═════ DATASET ═════

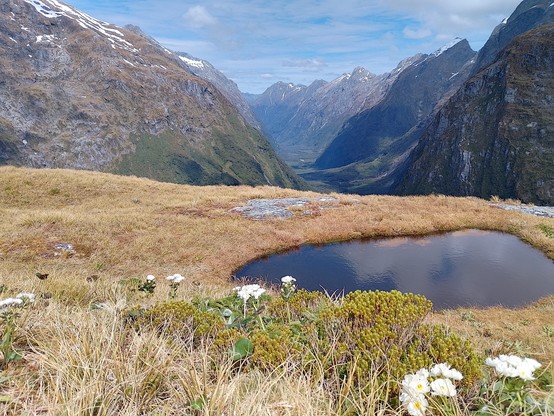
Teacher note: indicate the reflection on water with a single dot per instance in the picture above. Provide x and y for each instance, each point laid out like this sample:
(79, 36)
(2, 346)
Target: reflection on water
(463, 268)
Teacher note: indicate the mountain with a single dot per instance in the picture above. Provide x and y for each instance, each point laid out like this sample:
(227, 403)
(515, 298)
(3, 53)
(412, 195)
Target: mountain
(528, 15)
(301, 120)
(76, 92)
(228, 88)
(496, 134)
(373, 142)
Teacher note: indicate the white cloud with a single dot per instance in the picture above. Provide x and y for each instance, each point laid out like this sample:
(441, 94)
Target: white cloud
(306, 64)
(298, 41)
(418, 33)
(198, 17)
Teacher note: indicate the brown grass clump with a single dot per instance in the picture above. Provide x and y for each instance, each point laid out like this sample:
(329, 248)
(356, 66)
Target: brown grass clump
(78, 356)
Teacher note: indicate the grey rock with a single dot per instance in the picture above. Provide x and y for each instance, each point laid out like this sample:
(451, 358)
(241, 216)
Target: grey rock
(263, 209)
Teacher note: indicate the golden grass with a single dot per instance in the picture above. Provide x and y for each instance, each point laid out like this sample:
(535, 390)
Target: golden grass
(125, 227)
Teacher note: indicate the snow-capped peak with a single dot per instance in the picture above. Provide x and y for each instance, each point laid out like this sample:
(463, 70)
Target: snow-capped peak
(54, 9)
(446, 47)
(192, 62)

═════
═════ DATASET ═════

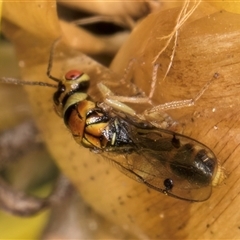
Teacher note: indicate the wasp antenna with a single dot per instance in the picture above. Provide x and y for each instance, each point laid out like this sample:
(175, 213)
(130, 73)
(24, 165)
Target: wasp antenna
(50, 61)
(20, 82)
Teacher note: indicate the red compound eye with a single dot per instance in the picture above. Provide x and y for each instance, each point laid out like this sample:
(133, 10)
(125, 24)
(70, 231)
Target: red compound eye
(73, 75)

═════

EXERCISE GOAL: Gather every line in the rows above that contains the string "reflection" and list those lines.

WRITTEN ANSWER:
Teacher note: indicate the reflection on water with a single dot per instance in the picture above. Provide x and y for each instance, each point laid out like this sample:
Target: reflection on water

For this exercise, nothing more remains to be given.